Direction
Reproduce the material below word for word, starting at the line that contains "I need to crop around the lower" and ending at the line that contains "[76,44,107,76]", both lines included.
● ● ● ●
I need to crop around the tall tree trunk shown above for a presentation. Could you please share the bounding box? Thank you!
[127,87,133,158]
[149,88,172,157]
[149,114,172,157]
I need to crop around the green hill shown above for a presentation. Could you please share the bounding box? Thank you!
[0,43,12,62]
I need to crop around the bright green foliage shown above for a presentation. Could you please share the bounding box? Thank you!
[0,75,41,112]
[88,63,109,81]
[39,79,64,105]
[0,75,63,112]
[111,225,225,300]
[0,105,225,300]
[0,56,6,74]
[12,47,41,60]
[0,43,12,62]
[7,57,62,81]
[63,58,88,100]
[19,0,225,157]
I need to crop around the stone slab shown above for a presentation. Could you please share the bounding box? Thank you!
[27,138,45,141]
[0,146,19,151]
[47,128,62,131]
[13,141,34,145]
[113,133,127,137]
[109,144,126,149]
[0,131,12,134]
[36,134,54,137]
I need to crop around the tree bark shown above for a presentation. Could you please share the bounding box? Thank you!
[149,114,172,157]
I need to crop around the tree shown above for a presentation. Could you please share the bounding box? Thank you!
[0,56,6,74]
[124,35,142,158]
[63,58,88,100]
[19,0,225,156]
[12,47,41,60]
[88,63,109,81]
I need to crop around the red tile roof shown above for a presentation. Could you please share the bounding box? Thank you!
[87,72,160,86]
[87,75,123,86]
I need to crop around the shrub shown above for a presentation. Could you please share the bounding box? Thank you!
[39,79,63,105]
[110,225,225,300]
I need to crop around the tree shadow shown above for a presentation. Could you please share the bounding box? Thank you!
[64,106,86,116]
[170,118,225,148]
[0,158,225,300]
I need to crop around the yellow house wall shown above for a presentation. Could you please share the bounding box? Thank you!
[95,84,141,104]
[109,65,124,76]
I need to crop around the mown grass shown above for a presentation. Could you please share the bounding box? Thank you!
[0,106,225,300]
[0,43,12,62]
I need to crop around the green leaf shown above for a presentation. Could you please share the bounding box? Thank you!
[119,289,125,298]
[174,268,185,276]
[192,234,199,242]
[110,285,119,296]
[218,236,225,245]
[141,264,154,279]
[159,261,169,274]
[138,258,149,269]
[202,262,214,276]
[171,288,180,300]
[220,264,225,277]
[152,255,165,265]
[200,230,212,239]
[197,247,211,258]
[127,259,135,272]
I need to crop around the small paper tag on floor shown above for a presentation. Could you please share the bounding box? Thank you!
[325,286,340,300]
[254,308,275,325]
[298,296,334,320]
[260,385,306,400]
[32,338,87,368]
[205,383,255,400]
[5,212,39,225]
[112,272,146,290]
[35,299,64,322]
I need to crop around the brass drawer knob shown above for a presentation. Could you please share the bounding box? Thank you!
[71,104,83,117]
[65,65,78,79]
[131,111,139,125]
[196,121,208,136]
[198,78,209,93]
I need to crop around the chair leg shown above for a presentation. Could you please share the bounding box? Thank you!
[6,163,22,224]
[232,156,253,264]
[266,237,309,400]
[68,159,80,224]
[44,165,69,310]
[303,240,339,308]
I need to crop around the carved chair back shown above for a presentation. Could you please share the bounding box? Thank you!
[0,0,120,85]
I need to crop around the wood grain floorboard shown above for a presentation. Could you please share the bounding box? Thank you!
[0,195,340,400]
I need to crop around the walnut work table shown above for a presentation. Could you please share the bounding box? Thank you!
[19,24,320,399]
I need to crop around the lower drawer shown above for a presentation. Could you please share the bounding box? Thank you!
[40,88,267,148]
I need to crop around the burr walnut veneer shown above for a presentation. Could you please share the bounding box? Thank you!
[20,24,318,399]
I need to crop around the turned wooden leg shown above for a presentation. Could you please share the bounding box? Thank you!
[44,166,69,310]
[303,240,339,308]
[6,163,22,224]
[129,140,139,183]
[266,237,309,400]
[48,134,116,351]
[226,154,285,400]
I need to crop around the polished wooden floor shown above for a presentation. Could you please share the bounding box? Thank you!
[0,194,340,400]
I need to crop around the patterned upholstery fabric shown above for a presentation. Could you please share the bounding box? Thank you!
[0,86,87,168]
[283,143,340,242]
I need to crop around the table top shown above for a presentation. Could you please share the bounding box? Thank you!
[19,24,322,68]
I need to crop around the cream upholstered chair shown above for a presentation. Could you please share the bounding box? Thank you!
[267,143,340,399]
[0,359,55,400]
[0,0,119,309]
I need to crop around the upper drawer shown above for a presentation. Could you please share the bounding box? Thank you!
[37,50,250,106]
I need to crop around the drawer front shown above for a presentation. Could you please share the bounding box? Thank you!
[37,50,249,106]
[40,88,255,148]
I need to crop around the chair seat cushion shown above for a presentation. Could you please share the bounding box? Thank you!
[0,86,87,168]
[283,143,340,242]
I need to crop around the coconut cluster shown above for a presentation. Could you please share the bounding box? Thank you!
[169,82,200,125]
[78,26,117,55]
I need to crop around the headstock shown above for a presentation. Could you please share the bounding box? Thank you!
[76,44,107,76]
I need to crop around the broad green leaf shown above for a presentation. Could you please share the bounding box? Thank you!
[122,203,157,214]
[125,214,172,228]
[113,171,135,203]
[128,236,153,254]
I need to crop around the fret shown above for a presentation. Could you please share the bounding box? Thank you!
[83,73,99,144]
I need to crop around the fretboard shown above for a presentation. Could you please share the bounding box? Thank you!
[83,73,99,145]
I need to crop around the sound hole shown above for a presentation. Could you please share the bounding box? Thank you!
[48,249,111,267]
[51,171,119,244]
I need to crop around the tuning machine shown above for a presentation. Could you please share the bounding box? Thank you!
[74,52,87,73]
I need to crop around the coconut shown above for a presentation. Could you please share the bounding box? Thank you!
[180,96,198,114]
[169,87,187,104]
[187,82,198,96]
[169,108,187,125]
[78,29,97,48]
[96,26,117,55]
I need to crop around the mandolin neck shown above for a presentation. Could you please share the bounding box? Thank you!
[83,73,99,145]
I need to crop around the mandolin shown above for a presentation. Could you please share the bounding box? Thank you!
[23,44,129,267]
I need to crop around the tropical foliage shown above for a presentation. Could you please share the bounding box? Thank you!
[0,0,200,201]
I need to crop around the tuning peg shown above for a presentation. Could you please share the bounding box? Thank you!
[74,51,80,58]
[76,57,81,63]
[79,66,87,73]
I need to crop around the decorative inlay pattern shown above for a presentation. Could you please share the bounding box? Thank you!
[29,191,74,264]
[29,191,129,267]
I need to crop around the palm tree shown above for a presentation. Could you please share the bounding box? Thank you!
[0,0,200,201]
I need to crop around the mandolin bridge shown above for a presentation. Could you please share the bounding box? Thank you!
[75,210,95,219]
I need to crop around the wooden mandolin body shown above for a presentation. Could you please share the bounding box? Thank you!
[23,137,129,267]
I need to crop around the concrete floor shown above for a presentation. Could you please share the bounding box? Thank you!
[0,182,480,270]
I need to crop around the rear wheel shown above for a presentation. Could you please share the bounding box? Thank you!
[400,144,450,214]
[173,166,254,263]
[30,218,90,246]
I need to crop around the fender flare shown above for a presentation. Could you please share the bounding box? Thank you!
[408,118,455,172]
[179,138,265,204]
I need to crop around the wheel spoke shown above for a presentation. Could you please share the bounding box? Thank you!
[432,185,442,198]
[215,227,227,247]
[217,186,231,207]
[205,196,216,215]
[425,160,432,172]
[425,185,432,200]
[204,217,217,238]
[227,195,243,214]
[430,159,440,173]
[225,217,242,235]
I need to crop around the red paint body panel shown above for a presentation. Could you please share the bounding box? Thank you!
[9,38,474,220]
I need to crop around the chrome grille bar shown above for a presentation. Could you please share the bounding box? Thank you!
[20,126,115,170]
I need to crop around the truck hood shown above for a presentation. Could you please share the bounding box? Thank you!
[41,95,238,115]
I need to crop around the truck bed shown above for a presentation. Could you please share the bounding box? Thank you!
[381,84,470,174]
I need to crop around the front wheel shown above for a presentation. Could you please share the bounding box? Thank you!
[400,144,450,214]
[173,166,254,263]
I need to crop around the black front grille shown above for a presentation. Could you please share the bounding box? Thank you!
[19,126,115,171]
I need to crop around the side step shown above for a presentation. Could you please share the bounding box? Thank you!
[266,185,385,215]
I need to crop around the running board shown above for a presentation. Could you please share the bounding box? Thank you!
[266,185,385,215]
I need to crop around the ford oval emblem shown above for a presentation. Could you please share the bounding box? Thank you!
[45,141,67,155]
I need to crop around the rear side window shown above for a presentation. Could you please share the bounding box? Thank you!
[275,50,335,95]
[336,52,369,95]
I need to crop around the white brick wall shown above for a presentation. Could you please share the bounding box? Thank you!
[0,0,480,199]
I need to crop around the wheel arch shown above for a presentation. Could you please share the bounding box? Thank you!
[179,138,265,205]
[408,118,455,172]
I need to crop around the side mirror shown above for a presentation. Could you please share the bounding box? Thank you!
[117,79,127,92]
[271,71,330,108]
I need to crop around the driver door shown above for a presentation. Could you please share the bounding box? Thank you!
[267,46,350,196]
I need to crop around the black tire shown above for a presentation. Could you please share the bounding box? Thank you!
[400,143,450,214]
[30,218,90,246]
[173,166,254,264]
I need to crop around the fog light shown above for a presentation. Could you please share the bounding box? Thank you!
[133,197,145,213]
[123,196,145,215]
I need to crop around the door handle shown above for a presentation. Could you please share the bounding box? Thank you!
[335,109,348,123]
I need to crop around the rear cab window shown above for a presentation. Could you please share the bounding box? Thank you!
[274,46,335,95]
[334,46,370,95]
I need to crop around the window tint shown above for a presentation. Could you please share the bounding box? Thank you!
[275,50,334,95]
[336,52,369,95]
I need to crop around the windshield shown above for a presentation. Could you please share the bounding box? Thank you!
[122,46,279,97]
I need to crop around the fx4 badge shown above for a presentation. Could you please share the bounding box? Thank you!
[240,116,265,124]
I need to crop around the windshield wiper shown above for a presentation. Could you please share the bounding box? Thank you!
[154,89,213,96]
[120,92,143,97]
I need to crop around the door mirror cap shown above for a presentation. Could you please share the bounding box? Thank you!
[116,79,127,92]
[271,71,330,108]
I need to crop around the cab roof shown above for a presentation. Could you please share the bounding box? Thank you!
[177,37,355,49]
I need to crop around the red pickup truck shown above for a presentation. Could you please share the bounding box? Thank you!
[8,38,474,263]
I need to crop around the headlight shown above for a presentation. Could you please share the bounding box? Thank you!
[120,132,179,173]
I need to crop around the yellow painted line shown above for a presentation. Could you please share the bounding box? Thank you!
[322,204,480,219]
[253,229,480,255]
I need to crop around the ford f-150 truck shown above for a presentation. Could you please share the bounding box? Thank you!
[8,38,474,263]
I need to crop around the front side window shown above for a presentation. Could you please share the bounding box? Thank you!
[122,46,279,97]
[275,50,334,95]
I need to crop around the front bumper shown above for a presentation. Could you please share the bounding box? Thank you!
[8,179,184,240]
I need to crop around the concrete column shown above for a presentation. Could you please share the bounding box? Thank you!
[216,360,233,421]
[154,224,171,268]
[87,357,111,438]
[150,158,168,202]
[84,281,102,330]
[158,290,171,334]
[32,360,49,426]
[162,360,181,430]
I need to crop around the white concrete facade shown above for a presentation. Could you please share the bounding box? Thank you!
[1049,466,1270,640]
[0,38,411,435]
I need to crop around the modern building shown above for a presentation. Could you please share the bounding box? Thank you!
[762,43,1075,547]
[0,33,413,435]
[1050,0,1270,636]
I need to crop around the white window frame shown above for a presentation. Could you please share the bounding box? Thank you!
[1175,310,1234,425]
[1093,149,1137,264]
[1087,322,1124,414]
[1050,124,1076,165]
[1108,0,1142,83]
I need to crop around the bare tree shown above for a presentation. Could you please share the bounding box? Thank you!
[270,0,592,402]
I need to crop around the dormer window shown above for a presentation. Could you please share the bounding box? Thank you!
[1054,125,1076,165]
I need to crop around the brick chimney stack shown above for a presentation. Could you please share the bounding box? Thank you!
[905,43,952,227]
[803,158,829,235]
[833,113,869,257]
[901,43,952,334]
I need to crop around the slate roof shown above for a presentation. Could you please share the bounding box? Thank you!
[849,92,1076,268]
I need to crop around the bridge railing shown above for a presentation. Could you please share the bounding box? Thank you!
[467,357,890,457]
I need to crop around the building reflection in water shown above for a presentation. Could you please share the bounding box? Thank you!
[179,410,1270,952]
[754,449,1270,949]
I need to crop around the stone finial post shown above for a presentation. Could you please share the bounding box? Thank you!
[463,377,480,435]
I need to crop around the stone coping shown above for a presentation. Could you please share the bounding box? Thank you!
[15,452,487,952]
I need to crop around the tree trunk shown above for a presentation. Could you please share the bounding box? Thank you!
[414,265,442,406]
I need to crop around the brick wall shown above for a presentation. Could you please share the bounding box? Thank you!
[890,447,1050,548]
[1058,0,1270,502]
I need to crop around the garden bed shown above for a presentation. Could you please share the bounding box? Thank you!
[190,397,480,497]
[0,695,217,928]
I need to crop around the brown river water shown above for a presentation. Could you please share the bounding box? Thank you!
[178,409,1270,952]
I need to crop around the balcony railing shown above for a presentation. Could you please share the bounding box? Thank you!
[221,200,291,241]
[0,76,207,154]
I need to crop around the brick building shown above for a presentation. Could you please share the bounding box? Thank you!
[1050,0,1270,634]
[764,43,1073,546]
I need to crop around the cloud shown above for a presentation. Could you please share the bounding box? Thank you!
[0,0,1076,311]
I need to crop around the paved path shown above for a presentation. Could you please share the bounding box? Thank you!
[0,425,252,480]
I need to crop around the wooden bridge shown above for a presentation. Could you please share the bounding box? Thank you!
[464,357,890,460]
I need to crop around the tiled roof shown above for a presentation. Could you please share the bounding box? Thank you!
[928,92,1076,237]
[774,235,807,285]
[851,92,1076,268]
● ● ● ●
Result of the exercise
I need to crop around the lower drawer shown above for a presentation. Could you please share the bounding box? Thank you!
[40,88,267,148]
I need to crop around the burr walnut veneer shown above for a presentation. Could you please share the bounding box? Thank you!
[20,24,318,399]
I need to crop around the turned wooden leg shown above for a presentation. Could you please share the bounding box? Thank you!
[44,166,69,310]
[303,240,339,308]
[6,163,22,224]
[129,140,139,183]
[266,237,309,400]
[48,134,116,351]
[226,154,285,400]
I need to crop around the polished wooden floor shown above for a presentation. Could you please share the bounding box? Thank you!
[0,194,340,400]
I need to crop around the patterned upholstery fabric shown above for a presentation. Could you please share the bounding box? Thank you!
[0,86,87,168]
[283,143,340,242]
I need to crop around the table top shown above for a presentation. Could you please share the bounding box? Thank you!
[19,24,322,68]
I need to crop around the cream upholstered chair shown above for a presentation. Could you please share the bounding box? Thank you!
[267,143,340,399]
[0,359,55,400]
[0,0,119,309]
I need to crop around the upper drawer shown above for a presentation. Could you please share the bounding box? Thank you!
[37,50,250,106]
I need to crop around the drawer front shown above for a presentation. Could you please share the bounding box? Thank you!
[37,50,249,106]
[40,88,255,148]
I need to crop around the chair seat cushion shown above for a presentation. Could you please share the bounding box? Thank you!
[0,86,87,168]
[283,143,340,242]
I need to crop around the coconut cluster shown above for a presentation. Could you please share the bounding box? Thank you!
[169,82,200,125]
[78,26,117,55]
I need to crop around the headstock shown above for a presentation. Could you please share the bounding box? Thank you!
[76,44,107,76]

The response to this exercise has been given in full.